### Text section
__________________________________________________

Skip to content

Runbook — HPO / FTF sweep pods stuck (gRPC fork deadlock)

Alert : hpo_pod_stuckfinetune_pod_idle_seconds > 300 AND finetune_rows_persisted_per_min == 0

Severity : P1 (page on-call DRI immediately)

Impact : an FTF sweep that should run for ~30 min is silently stuck. Compute is consumed, no rows land in finetune_results, the run will be marked SUCCESS by Airflow if the heartbeat task is still alive — but the dataset is empty, every downstream gate decision (lock / keep available / abandon) is impossible. Cluster autoscaler keeps the pods alive at full RAM until manually killed.

Owner : dococeven (DRI Pipeline Contract Hardening)

Affected dashboards : - MLOps Overview panel "Active finetune pods" - Cluster Health panel "Pod RAM by namespace" (look for high steady RAM + no log progress)

Root-cause Story : CVN-N011-EA-S10


Immediate human actions (0–5 min)

1. Confirm the deadlock pattern

# List all active finetune pods
kubectl get pods -n cvntrade | grep finetune

# Pick one, check the last log timestamp (compare to current UTC time)
POD=finetune-pte-run-factor-crypto-standard-XXXXXX
kubectl logs -n cvntrade $POD --tail=2 --timestamps

If the last log timestamp is > 5 minutes old AND the pod status is Running AND no progress events have fired, this is the deadlock pattern.

2. Confirm the fork warning is the trigger

# Search for the gRPC fork warning across ALL active finetune pods
for p in $(kubectl get pods -n cvntrade -o name | grep finetune); do
  echo "=== $p ==="
  kubectl logs -n cvntrade $p 2>&1 | grep -c "fork_posix.cc:75\|skipping fork() handlers"
done

If at least one pod shows ≥ 1 hit on fork_posix.cc:75, this is the same root cause as CVN-N011-EA-S10.

3. PRIMARY ACTION — kill the stuck pods (< 1 min revert SLA)

# Kill all stuck finetune pods (Airflow will mark the DAG run as failed).
# Airflow's KubernetesExecutor applies a `dag_id` label automatically — that's
# the canonical selector for fan-out pods spawned by `dag_finetune__pte`.
# Note : `run_id` is NOT a Kubernetes label on Airflow worker pods (it lives
# in the metadata DB + structured logs only). Filter by run by inspecting
# pod creation timestamps (`kubectl get pods --sort-by=.metadata.creationTimestamp`)
# or by querying the run_id in `finetune_runs` PG table if needed.

__________________________________________________

### The data
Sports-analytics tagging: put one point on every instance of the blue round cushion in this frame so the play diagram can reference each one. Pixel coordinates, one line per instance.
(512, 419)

__________________________________________________

### What this task involves
Do these statements agree with the runbook above? Answer yes or no for each, and quote the words from the runbook that decide it. (a) The alert's severity is P1. (b) `run_id` is a Kubernetes label on Airflow worker pods. (c) While the heartbeat task is still alive, Airflow marks a stuck run as failed.

### Response to the task
(a) Yes: "Severity : P1 (page on-call DRI immediately)"
(b) No: "`run_id` is NOT a Kubernetes label on Airflow worker pods"
(c) No: "the run will be marked SUCCESS by Airflow if the heartbeat task is still alive"